Key server metrics (all derived from Spring Boot's default Micrometer registrations — see Observability Setup for the full metric list):
| Metric | Component | Threshold |
|---|---|---|
Response latency (p99) — http_server_requests_seconds_bucket | Cycles Server | Alert if > 50ms |
Error rate (5xx) — http_server_requests_seconds_count{status=~"5.."} | Cycles Server, Admin Server | Alert if > 1% |
JVM heap usage — jvm_memory_used_bytes{area="heap"} / jvm_memory_max_bytes{area="heap"} | All services | Alert if > 80% |
| Redis connection pool usage | All services | No server-side metric exposed today — monitor via Redis CLIENT LIST or a Redis exporter. |
Events Service metrics
The Events Service (port 7980) delivers webhooks asynchronously. Monitor separately:
| Metric | What to watch |
|---|---|
Queue depth (redis-cli LLEN dispatch:pending) | Sustained growth means delivery is falling behind. Should be near zero. |
| Delivery success rate | Percentage of deliveries receiving HTTP 2xx. Drops indicate endpoint issues. |
| Retry rate | High retry rates signal unreliable webhook endpoints or network issues. |
| Auto-disabled subscriptions | Any auto-disabled subscription needs investigation — the endpoint failed repeatedly. |
| Delivery latency | Time from event creation to successful delivery. Growing latency signals backlog. |
Alerting rules
Custom cycles_* metrics ship with the server
Runtime cycles-server ≥ 0.1.25.8 and admin cycles-server-admin ≥ 0.1.25.18 emit custom Micrometer counters under the cycles.* namespace, exposed at /actuator/prometheus as cycles_*. See Custom Cycles metrics for the full catalogue (reservation lifecycle, events, overdraft, admin webhooks/events).

· · · · ·

# Work to do
1. In the monitoring text, above what level of JVM heap usage should an alert fire?
2. According to the monitoring text, why does an auto-disabled subscription call for investigation?

# Data section
· · · · ·

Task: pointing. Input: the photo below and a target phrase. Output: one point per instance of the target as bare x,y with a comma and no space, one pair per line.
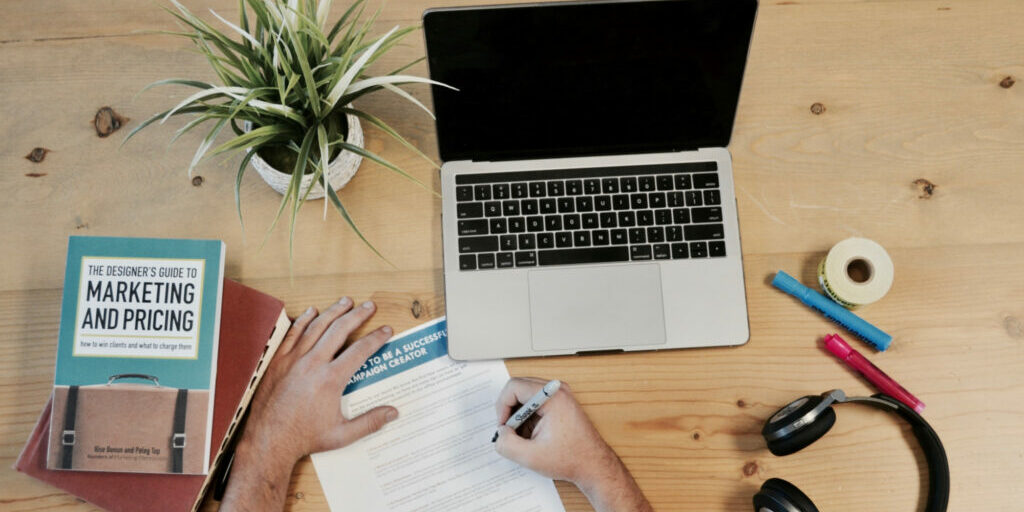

· · · · ·

# Worked answers
1. Above 80%.

2. An auto-disabled subscription means its endpoint failed repeatedly, so it needs to be investigated.